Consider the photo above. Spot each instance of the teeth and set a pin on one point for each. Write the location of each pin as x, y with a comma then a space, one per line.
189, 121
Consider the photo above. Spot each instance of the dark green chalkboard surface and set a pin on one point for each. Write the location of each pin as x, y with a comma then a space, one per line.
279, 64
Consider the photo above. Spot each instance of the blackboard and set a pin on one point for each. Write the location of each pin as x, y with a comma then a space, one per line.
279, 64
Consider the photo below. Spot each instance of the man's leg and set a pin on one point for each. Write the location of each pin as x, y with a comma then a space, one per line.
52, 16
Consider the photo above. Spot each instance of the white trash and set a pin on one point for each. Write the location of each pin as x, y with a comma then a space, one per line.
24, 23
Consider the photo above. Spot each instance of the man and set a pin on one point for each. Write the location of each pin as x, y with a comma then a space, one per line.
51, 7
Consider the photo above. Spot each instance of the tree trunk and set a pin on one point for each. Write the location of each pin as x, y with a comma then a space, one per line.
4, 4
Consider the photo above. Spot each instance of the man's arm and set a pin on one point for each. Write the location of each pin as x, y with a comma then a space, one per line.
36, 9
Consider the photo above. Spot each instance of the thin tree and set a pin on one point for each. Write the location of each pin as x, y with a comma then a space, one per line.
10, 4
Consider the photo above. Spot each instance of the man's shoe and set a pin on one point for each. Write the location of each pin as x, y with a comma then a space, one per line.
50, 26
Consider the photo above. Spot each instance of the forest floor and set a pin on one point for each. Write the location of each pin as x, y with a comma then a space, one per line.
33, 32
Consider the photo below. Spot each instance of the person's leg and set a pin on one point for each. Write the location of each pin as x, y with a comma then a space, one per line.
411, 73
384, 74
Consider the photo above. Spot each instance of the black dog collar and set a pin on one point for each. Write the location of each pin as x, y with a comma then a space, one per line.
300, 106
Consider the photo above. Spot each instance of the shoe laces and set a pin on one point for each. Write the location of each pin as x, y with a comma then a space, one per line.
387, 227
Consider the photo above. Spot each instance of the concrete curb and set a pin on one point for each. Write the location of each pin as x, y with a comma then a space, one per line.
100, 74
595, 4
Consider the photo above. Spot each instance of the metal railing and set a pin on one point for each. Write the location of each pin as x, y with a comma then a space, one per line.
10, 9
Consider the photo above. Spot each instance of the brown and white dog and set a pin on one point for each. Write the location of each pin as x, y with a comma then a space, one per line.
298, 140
• • • •
## WHAT THE TASK REQUIRES
Please write out again every line from the one containing "Consider the photo above. Spot each instance of the concrete" through the end of the entries, both ends included, leaving the requests unchanged. Multiply each coordinate in the answers by 1.85 and round it to a whole number, with halves rounded up.

## ANSWER BELOW
Consider the photo above. Spot each instance of the concrete curb and set a pin on one point for each. Write the location of each pin as x, y with a comma then a space, one per line.
185, 137
1101, 7
Consider the photo above. Spot each instance of the metal railing and set a pin on one point for each. Write the location of each pin as x, y with a comma then a space, one per line.
19, 17
Consider the photo above. Spot each instance of the brown and white dog and set a pin on one point for each. Write the location of each pin as x, y with a comma then a space, one per line.
551, 259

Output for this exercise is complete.